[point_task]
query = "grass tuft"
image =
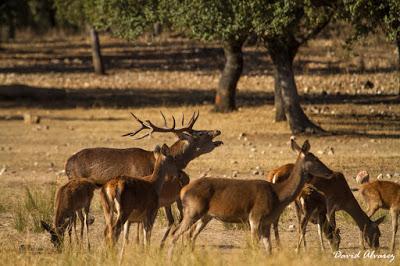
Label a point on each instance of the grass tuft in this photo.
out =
(36, 205)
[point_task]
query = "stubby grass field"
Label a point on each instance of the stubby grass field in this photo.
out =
(178, 76)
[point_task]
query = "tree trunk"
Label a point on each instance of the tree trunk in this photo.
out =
(398, 62)
(279, 106)
(282, 57)
(225, 99)
(96, 53)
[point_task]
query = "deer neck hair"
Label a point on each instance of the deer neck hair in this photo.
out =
(183, 152)
(158, 177)
(289, 189)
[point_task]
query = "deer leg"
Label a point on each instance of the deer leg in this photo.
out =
(124, 241)
(372, 209)
(117, 227)
(188, 220)
(148, 226)
(303, 228)
(86, 224)
(81, 219)
(276, 231)
(127, 227)
(138, 229)
(298, 215)
(69, 229)
(200, 225)
(180, 209)
(394, 214)
(254, 229)
(320, 224)
(170, 218)
(266, 237)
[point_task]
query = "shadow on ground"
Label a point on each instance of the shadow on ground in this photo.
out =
(168, 56)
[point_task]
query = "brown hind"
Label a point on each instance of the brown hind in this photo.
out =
(71, 199)
(260, 202)
(102, 164)
(135, 199)
(339, 197)
(310, 204)
(386, 195)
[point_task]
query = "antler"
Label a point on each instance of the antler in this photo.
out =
(153, 128)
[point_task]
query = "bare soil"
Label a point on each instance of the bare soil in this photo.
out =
(51, 78)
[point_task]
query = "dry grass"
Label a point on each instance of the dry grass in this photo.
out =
(35, 154)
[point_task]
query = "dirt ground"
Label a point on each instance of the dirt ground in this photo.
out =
(79, 109)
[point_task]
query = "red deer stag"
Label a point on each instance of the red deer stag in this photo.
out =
(386, 195)
(260, 202)
(135, 199)
(71, 199)
(101, 164)
(338, 197)
(310, 204)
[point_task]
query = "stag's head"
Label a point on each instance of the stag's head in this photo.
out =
(165, 161)
(191, 143)
(311, 163)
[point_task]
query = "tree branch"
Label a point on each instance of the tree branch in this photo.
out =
(314, 32)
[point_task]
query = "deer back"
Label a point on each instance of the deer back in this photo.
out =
(386, 193)
(101, 164)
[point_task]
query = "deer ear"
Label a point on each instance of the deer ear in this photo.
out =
(46, 226)
(295, 147)
(157, 149)
(165, 150)
(306, 146)
(379, 220)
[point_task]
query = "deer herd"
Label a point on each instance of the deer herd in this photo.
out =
(134, 183)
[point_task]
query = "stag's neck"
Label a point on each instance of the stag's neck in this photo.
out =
(158, 178)
(182, 153)
(288, 190)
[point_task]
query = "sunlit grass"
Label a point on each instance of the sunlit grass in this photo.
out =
(35, 205)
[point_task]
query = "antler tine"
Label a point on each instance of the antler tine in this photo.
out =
(165, 121)
(173, 122)
(143, 126)
(193, 120)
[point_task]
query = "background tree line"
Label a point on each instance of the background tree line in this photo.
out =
(281, 26)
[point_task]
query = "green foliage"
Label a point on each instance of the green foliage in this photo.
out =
(36, 14)
(293, 20)
(75, 12)
(210, 20)
(367, 16)
(127, 19)
(37, 205)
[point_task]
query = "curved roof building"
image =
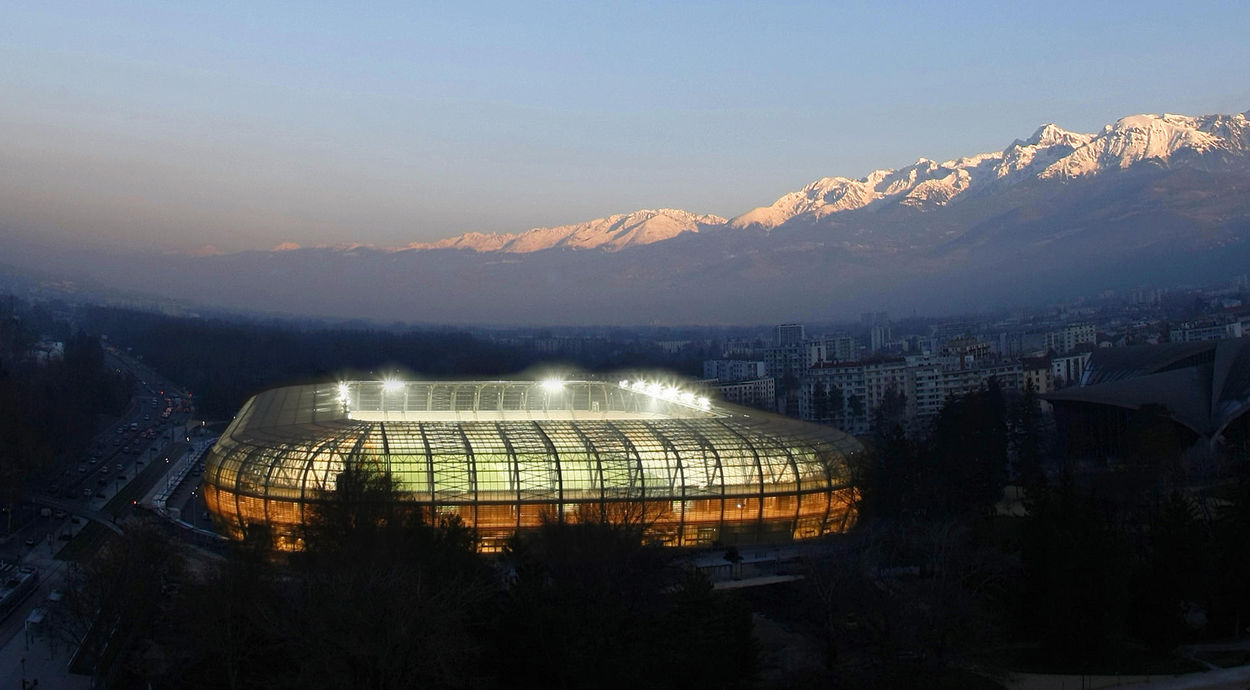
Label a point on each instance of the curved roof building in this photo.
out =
(506, 455)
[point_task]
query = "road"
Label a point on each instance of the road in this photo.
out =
(123, 461)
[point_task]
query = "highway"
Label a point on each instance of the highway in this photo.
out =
(71, 508)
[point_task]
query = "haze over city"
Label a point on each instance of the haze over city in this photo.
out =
(624, 345)
(206, 128)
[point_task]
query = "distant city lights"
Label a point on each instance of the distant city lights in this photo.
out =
(668, 393)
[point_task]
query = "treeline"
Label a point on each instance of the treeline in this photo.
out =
(383, 599)
(1073, 570)
(51, 408)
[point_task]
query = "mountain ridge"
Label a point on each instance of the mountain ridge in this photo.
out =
(1149, 200)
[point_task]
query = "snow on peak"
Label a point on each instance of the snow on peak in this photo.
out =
(1138, 138)
(611, 233)
(1050, 153)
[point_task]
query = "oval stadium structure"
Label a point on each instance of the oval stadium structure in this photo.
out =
(508, 455)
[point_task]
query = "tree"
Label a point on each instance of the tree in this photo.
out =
(970, 450)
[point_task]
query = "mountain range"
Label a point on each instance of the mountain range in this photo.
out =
(1148, 200)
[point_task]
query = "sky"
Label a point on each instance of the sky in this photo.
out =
(176, 126)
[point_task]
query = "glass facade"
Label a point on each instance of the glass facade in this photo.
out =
(508, 455)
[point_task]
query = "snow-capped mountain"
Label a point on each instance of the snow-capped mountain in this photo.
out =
(1050, 154)
(613, 233)
(1149, 200)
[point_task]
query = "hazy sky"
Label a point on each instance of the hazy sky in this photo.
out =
(243, 125)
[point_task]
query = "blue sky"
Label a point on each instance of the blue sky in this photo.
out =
(241, 125)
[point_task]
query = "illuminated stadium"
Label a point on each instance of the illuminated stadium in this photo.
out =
(508, 455)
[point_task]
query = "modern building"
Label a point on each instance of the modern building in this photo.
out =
(1201, 386)
(789, 334)
(1070, 338)
(509, 455)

──────────────────────────────

» **WHAT IS EXPECTED**: When a line in the listing above holds the word "peak", copy it.

» **SOLUTION FOR THIS PROBLEM**:
query = "snow on peak"
Label a point on each instance of the snow on peak in this photo.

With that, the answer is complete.